### Your instructions:
Your task is to copy each line of the material that includes "white".

### Available data:
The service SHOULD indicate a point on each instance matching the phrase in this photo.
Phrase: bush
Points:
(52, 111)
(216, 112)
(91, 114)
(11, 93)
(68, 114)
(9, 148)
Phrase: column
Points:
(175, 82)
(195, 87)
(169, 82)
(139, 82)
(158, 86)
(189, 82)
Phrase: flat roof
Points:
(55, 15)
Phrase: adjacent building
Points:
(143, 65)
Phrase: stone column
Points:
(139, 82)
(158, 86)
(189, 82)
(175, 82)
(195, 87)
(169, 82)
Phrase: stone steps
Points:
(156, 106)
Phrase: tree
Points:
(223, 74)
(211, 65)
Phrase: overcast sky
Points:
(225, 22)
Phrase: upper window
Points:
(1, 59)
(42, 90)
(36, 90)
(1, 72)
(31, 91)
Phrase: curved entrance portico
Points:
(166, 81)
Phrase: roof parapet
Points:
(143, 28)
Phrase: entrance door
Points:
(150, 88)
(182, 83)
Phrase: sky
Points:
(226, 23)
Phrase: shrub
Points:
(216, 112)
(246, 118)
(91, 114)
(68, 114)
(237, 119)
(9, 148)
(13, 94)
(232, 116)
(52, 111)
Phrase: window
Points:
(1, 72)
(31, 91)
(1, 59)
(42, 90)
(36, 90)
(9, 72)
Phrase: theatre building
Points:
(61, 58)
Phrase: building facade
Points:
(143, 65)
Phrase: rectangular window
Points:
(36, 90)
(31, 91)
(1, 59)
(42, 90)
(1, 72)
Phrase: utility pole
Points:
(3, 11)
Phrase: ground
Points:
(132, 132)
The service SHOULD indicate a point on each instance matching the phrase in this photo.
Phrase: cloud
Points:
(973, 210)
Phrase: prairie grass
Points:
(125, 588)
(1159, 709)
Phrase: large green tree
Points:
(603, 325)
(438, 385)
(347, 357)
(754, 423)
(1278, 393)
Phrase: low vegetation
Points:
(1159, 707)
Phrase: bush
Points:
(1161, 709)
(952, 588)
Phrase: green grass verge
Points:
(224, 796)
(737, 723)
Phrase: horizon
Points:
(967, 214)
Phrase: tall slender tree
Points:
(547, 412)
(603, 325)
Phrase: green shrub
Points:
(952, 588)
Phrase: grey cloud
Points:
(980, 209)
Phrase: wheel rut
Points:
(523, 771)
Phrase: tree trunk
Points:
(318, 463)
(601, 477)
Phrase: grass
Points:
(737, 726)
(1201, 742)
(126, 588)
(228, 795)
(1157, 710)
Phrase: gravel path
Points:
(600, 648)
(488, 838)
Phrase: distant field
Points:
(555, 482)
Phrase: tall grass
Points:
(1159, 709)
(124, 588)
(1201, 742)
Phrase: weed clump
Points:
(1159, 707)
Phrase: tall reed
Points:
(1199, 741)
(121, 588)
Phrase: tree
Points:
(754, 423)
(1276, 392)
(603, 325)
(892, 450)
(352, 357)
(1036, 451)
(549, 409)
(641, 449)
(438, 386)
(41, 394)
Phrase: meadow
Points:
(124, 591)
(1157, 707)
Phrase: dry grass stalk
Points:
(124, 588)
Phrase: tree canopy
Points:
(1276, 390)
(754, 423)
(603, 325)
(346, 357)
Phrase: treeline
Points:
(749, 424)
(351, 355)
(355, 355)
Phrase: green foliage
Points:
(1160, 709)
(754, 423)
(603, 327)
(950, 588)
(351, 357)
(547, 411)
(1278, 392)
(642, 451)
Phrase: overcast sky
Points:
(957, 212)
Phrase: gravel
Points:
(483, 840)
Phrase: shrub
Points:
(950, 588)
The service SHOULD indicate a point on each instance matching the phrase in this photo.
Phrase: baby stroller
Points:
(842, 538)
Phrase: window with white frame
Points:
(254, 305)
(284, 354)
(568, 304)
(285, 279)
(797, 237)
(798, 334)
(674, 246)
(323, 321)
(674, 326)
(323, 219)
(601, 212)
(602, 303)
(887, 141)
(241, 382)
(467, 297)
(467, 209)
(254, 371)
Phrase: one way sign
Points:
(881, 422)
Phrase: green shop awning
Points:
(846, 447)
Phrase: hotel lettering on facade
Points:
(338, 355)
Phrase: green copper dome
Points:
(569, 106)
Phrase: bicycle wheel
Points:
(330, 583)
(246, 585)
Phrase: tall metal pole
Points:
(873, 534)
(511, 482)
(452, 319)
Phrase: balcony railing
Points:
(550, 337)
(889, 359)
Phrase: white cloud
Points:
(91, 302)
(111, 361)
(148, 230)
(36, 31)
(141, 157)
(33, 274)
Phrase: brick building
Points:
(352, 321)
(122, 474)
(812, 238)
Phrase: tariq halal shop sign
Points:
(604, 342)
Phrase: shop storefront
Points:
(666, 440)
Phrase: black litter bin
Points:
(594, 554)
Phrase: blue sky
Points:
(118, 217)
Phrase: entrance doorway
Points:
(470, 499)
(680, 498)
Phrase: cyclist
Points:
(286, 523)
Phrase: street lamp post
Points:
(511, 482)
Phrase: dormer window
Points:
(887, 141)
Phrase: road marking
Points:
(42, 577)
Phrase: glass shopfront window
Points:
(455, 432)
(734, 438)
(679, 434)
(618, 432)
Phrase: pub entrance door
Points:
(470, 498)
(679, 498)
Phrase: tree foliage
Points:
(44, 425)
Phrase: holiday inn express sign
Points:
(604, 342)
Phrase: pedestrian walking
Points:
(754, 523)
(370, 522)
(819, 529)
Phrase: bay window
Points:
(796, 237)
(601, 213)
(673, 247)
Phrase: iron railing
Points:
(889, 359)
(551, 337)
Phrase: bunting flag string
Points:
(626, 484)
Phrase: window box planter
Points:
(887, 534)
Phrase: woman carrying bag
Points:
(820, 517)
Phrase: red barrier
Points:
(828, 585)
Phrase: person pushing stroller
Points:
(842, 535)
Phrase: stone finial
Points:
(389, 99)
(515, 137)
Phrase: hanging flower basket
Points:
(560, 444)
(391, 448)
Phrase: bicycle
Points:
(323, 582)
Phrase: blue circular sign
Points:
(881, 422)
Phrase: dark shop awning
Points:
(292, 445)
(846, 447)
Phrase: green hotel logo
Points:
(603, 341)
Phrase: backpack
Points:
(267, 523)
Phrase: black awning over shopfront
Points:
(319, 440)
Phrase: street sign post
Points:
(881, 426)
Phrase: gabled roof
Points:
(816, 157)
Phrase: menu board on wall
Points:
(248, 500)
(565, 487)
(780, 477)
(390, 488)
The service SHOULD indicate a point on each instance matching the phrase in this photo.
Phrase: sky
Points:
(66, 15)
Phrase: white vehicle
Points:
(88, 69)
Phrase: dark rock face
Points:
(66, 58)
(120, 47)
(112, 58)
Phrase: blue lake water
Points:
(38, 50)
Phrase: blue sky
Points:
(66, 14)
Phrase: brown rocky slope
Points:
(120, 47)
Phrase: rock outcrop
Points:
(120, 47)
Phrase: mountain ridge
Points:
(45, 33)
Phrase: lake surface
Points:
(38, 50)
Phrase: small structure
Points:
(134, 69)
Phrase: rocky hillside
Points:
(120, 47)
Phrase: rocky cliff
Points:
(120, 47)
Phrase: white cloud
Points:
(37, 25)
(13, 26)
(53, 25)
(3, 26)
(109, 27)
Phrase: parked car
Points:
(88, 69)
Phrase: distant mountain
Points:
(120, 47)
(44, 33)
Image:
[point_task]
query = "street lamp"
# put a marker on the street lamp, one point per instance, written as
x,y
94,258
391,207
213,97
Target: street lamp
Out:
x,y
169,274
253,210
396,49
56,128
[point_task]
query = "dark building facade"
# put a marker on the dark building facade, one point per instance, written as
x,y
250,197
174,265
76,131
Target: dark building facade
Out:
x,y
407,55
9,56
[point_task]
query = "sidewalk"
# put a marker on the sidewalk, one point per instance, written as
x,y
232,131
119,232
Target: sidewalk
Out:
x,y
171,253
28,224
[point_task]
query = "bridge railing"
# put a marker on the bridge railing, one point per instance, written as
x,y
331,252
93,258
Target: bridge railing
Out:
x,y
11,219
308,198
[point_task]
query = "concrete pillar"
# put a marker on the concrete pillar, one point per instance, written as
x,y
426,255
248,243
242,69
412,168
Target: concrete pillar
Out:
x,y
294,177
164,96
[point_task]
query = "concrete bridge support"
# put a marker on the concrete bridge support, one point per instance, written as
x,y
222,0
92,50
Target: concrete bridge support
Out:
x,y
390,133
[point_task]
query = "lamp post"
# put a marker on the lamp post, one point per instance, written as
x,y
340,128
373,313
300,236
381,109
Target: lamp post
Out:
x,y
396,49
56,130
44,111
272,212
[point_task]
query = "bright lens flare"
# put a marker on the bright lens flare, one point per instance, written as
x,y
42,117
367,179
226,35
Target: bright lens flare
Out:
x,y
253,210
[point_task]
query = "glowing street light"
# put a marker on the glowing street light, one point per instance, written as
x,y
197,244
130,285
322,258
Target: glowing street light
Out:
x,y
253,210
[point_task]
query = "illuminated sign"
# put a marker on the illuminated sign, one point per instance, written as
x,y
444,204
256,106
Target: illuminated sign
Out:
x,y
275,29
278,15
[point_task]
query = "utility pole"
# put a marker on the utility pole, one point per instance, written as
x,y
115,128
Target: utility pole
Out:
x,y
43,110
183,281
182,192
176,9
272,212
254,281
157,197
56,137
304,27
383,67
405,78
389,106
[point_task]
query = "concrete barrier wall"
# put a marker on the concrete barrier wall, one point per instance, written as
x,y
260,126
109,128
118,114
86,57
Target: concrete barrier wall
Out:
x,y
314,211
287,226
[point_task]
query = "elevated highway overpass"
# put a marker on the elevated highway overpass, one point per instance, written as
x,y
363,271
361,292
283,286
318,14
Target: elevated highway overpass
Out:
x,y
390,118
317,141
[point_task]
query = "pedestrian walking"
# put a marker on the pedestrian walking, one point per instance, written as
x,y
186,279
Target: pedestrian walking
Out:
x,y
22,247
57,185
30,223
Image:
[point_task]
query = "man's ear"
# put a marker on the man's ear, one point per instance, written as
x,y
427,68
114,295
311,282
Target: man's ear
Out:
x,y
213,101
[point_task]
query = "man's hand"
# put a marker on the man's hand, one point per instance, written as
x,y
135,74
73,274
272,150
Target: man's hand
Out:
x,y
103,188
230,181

### Exercise answer:
Phrase: window with white frame
Phrase: white cloud
Phrase: white vehicle
Phrase: white cloud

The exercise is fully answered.